- **Data items**
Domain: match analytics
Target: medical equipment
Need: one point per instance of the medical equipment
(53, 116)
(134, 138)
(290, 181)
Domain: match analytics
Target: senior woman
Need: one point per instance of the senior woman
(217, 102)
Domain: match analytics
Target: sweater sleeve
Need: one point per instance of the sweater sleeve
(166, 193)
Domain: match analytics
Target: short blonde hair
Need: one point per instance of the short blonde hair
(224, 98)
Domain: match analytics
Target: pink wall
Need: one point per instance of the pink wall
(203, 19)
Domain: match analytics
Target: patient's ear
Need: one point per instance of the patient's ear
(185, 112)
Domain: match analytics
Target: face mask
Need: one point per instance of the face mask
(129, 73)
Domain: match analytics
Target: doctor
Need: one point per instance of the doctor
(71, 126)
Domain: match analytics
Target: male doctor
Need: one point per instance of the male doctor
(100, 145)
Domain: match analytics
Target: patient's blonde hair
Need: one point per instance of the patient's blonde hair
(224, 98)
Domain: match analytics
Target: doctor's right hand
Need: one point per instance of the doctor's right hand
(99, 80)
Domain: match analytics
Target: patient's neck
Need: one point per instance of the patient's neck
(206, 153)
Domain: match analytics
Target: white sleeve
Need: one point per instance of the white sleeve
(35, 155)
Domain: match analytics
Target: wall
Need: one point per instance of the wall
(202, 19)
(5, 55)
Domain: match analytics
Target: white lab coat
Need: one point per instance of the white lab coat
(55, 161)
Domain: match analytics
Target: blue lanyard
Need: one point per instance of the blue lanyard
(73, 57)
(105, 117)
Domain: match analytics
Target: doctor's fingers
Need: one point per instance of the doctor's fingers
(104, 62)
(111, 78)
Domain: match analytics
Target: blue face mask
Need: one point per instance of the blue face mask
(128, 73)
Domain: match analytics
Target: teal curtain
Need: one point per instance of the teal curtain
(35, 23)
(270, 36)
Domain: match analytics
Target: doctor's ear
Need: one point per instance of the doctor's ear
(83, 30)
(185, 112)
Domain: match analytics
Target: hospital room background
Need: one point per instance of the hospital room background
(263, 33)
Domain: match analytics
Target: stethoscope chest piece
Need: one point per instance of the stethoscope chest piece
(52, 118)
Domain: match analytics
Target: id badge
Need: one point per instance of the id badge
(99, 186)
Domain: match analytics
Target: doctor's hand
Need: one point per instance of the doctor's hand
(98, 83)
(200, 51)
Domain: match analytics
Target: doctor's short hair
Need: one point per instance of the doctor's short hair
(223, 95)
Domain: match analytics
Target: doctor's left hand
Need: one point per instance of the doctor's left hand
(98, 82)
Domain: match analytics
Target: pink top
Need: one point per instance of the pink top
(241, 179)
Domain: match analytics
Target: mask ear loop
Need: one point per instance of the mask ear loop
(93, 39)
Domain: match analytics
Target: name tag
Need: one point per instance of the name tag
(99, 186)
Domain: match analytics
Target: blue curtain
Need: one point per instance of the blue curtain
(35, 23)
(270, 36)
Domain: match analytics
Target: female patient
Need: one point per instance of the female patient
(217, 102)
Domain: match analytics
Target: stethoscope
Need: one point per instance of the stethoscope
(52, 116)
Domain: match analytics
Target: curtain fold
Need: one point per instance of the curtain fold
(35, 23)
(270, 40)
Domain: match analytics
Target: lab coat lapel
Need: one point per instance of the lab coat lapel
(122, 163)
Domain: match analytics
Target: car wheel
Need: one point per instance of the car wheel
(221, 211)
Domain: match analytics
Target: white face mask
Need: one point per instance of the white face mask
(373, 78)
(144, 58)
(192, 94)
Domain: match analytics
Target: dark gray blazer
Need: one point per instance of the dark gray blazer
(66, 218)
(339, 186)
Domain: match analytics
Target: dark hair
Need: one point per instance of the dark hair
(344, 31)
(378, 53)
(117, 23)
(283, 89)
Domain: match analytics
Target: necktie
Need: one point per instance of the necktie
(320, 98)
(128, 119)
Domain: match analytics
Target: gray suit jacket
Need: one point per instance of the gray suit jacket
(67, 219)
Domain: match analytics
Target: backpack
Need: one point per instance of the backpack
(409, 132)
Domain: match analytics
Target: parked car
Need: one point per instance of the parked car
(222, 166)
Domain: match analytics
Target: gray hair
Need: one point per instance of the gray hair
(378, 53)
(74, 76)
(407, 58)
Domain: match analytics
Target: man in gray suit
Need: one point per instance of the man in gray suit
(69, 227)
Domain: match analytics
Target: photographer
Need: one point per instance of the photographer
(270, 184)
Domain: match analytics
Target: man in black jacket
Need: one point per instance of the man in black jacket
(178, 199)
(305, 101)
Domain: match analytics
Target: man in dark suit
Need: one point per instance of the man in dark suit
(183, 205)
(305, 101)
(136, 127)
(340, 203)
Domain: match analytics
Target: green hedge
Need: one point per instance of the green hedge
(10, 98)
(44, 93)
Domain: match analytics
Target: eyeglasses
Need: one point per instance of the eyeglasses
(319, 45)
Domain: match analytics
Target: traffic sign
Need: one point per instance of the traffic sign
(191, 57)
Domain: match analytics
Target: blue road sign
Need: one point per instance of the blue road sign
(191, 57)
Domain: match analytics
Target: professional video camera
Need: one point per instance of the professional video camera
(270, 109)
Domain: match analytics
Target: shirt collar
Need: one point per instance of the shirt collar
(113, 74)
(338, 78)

- **Aim of the exercise**
Pick out every line in the items above that contains the string "fold", and copy each one in full.

- **Task output**
Target: curtain fold
Need: one point per instance of the curtain fold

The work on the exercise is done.